Referring expression data:
=== Begin Enclosure ===

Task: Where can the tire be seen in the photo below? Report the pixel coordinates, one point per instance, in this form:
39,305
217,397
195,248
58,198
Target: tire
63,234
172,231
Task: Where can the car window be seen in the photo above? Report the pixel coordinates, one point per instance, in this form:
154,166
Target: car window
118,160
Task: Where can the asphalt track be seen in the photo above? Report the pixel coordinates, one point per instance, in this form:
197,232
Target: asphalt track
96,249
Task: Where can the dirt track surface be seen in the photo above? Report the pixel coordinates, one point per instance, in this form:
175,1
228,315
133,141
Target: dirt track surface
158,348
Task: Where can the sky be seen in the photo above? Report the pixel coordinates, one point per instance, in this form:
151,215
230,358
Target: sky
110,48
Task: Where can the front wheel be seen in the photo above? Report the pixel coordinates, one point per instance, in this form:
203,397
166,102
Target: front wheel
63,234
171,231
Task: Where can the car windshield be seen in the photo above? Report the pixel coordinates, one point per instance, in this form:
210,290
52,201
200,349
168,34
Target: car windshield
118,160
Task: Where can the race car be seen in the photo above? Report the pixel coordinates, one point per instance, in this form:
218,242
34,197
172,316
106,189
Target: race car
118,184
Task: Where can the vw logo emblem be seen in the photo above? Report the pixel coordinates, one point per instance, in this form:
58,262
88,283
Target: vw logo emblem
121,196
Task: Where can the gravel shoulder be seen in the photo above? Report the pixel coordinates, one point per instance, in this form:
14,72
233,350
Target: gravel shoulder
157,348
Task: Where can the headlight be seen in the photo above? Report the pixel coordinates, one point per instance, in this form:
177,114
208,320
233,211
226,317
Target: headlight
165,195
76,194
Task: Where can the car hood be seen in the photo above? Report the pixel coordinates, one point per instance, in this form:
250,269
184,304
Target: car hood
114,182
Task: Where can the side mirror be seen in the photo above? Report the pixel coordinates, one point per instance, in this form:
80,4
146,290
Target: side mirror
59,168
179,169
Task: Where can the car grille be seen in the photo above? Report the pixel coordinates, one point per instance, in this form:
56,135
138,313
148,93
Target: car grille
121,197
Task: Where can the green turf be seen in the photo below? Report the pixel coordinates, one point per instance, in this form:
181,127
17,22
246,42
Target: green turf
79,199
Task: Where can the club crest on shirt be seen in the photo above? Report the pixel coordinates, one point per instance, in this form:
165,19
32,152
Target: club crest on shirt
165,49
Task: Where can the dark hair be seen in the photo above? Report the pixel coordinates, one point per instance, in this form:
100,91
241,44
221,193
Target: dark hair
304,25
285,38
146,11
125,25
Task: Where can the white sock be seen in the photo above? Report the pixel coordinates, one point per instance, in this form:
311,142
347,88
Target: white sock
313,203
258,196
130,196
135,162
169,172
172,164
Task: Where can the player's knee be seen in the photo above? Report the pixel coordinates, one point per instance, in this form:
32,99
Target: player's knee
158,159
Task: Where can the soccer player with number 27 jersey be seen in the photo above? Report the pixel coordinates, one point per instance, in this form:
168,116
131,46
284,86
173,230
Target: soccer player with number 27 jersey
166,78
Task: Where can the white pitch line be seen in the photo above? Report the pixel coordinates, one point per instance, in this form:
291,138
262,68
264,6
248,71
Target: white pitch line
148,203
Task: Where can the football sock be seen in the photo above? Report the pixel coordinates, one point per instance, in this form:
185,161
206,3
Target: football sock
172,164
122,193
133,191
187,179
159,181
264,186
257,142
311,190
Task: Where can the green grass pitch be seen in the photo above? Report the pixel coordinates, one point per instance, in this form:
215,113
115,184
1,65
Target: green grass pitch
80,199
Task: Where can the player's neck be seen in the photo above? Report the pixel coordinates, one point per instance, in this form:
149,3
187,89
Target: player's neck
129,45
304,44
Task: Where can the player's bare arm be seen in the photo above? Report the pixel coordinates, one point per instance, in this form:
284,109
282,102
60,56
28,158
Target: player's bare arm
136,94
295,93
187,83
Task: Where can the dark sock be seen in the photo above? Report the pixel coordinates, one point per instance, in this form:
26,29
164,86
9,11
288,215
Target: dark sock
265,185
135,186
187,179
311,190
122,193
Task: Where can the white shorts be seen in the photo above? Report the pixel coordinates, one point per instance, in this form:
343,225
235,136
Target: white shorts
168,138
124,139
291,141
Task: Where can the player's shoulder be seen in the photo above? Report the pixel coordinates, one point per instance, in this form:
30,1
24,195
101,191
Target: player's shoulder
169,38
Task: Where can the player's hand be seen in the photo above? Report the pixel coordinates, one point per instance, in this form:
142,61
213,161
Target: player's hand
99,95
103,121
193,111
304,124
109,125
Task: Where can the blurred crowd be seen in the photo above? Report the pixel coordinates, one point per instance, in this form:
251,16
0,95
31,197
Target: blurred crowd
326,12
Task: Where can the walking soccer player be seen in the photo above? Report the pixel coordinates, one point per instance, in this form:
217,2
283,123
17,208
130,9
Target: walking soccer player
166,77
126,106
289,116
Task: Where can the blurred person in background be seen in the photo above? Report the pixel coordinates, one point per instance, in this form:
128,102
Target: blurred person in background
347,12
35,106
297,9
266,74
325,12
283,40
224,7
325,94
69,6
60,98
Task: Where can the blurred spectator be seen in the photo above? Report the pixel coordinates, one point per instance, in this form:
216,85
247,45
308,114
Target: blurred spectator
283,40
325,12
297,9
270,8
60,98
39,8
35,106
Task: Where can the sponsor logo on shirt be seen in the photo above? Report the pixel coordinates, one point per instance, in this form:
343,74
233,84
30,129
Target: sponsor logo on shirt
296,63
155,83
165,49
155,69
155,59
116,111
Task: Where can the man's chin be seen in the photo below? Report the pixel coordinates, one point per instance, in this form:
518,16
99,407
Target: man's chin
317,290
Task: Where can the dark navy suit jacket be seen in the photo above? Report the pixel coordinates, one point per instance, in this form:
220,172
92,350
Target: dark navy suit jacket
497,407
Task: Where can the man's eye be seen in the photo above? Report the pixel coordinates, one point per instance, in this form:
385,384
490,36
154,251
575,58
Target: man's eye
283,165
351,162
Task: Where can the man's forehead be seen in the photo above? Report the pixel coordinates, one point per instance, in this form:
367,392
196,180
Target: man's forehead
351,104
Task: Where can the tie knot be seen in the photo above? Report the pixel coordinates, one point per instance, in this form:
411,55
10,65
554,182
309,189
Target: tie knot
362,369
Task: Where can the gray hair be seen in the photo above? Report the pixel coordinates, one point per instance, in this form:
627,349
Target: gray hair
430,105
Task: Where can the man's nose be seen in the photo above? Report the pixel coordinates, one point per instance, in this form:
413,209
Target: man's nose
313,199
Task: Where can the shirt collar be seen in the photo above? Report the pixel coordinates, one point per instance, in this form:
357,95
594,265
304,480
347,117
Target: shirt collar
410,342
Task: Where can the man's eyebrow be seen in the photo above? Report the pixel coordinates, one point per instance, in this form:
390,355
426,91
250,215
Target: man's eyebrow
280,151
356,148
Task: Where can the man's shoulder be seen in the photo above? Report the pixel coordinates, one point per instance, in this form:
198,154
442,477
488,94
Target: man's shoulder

=== End Enclosure ===

Every record above is to be copied out exactly.

Task: Where can the tire be seen in the photo below? Report the pixel coordinates, one point per instance, in this form:
39,305
217,397
195,248
58,198
Target: tire
63,234
172,231
Task: Where can the car window be seen in the photo above? Report the pixel coordinates, one point per instance, in this form:
154,166
Target: car window
118,160
Task: Where can the asphalt track be seen in the photo above? Report the pixel coordinates, one point per instance, in this form:
197,232
Target: asphalt track
96,249
Task: Where can the dirt track surface be seen in the photo above? Report the pixel coordinates, one point per instance, in this form:
175,1
228,315
133,141
Target: dirt track surface
158,348
Task: Where can the sky be seen in the photo above? Report the pixel coordinates, one point per instance, in this form:
151,215
230,358
Target: sky
110,48
Task: Where can the front wheel be seen in the photo above? Report the pixel coordinates, one point per instance, in this form:
203,397
166,102
Target: front wheel
63,234
171,231
Task: Where can the car windshield be seen in the photo above? Report the pixel coordinates, one point per instance, in this form:
210,290
52,201
200,349
168,34
Target: car windshield
118,160
Task: Where can the race car be seen in the photo above? Report the pixel coordinates, one point per instance, in this form:
218,242
34,197
172,316
106,189
Target: race car
118,184
Task: Where can the vw logo emblem be seen in the photo above? Report the pixel coordinates, one point per instance, in this form:
58,262
88,283
Target: vw logo emblem
121,196
Task: Where can the gravel shoulder be seen in the photo above? Report the pixel coordinates, one point per instance, in this form:
14,72
233,350
Target: gravel shoulder
157,348
Task: Where can the headlight be seen in the photo above? Report the pixel coordinates, one point per instance, in this form:
177,114
208,320
233,211
226,317
Target: headlight
165,195
76,194
Task: Where can the car hood be seen in the photo above? Report the pixel coordinates, one point per instance, in this form:
250,269
184,304
Target: car hood
114,182
Task: Where can the side mirror be seen in the photo above? Report the pixel coordinates, one point per instance, in this form:
80,4
146,290
Target: side mirror
59,168
179,169
Task: Where can the car grille be seen in the photo above? Report the pixel coordinates, one point per instance, in this form:
56,135
138,313
148,93
Target: car grille
121,197
Task: Where can the green turf be seen in the photo below? Report the pixel coordinates, one point per instance, in this form:
181,127
17,22
246,42
Target: green turf
79,199
Task: Where can the club crest on shirt be seen in the photo above? Report the pixel coordinates, one point per instance, in this form:
165,19
32,152
Target: club crest on shirt
165,49
Task: Where can the dark hair be seen in the photo above? Report the pixel coordinates, one point per instance, in this form:
100,91
241,44
221,193
Target: dark hair
304,25
285,38
146,11
125,25
Task: Where can the white sock be seen in the photo above? Report the pixel coordinates, one point per instance, in this form:
311,142
347,88
Target: white sock
313,203
258,196
130,196
135,162
169,172
172,164
Task: Where can the player's knee be seen in the photo above? Report the pixel coordinates, one point per instance, in this form:
32,99
Target: player's knee
158,159
Task: Where can the soccer player with number 27 jersey be seen in the photo above? Report the pixel coordinates, one point per instance, in this form:
168,116
131,46
284,86
173,230
Target: soccer player with number 27 jersey
166,78
Task: Where can the white pitch line be seen in the photo above? Report the pixel coordinates, one point per instance, in this form:
291,138
262,68
264,6
248,71
Target: white pitch line
148,203
Task: Where can the football sock be seen in the photo above? Report the pixel coordinates, one point per instance, in this form:
185,161
206,3
Target: football sock
172,164
122,193
133,191
187,179
159,181
264,186
257,142
311,190
Task: Where can the green grass pitch be seen in the photo above? Report the pixel coordinates, one point per instance, in this form:
215,113
115,184
1,65
Target: green grass pitch
80,199
Task: Where can the player's neck be seen in the photo above? Report the pixel coordinates, one point per instance, in this form:
149,3
187,89
Target: player's neck
129,45
304,44
Task: Where can the player's bare arm be seen in the photo above? Report the pixel coordinates, one point per instance, in this form:
284,109
282,102
60,56
28,158
Target: player's bare arm
136,94
295,93
187,83
Task: Where can the dark sock be seen in the photo above? Report the pixel coordinates, one point per instance, in this form:
26,29
164,86
9,11
288,215
Target: dark sock
265,185
135,186
187,179
311,190
122,193
Task: Where can the white shorts be seen in the photo above? Report the pixel coordinates, one point per instance, in this form:
343,225
235,136
Target: white shorts
168,138
124,139
291,141
Task: Where can the player's shoulder be seen in the photo above? Report the pixel coordinates, one point per instance, in this form:
30,1
24,195
101,191
Target: player's shoulder
169,38
Task: Where can the player's hand be seen in the photo above? Report the pixel coordinates, one point per instance, in this form:
142,61
213,161
Target: player's hand
99,95
103,121
193,111
304,124
109,125
Task: Where can the blurred crowd be seen in the photo above? Report the pixel coordinates, one point per instance, in this form:
251,16
0,95
31,197
Target: blurred crowd
326,12
Task: Where can the walking soccer player be seen in the photo above? Report the pixel coordinates, one point per instance, in this form:
217,2
283,123
17,208
130,9
Target: walking soccer player
166,77
126,106
289,116
Task: Where can the blurred person in background be seen in the photo above? Report the pixel coordinates, one point per instance, in this form:
128,102
Target: blurred person in background
347,12
35,106
297,9
266,74
325,12
283,40
224,7
325,94
69,6
60,98
Task: Where can the blurred spectator be seen in the photo above? Report the pixel coordinates, one point per instance, in this form:
216,85
247,45
308,114
Target: blurred spectator
283,40
325,12
297,9
270,8
60,98
39,8
35,106
Task: Where can the sponsor logo on shirt be seen in the photo above? Report the pixel coordinates, one point per instance, in this form:
343,74
233,84
30,129
Target: sponsor logo on shirt
296,63
155,83
165,49
155,69
155,59
116,111
Task: Where can the man's chin be seen in the photo below? Report the pixel coordinates, one point per instance, in this form:
518,16
99,407
Target: man's chin
317,290
Task: Where can the dark navy suit jacket be seen in the photo above? Report the pixel coordinates, one point per instance, in this form:
220,172
92,350
Target: dark navy suit jacket
497,407
Task: Where can the man's eye be seen in the photo above? Report the pixel coordinates, one point per instance, in this form:
385,384
490,36
154,251
575,58
Target: man's eye
283,165
351,162
Task: Where can the man's forehead be seen in the photo above? Report the pixel coordinates, one point per instance, in this form:
367,392
196,180
Target: man's forehead
351,104
Task: Where can the tie knot be seen in the photo above? Report the pixel coordinates, one point per instance, in this form:
411,55
10,65
554,182
309,189
Target: tie knot
362,369
Task: Where can the gray hair be seen in the photo above? Report the pixel coordinates, one point per instance, in this form:
627,349
Target: gray hair
430,105
Task: Where can the man's nose be seen in the photo above? Report the pixel coordinates, one point per instance, in this form:
413,209
Target: man's nose
313,199
Task: Where can the shirt collar be seen in the photo above? Report the pixel coordinates, one point per instance, in this form:
357,95
594,265
304,480
347,117
Target: shirt collar
410,342
Task: Where can the man's eyebrow be seen in the photo above? Report the pixel coordinates, one point per instance, in this form:
390,355
426,91
250,215
Target: man's eyebrow
280,151
356,148
Task: Where can the man's shoulder be seen in the photo above? Report the pixel coordinates, one point per instance, in this form:
198,154
442,477
488,94
Target: man's shoulder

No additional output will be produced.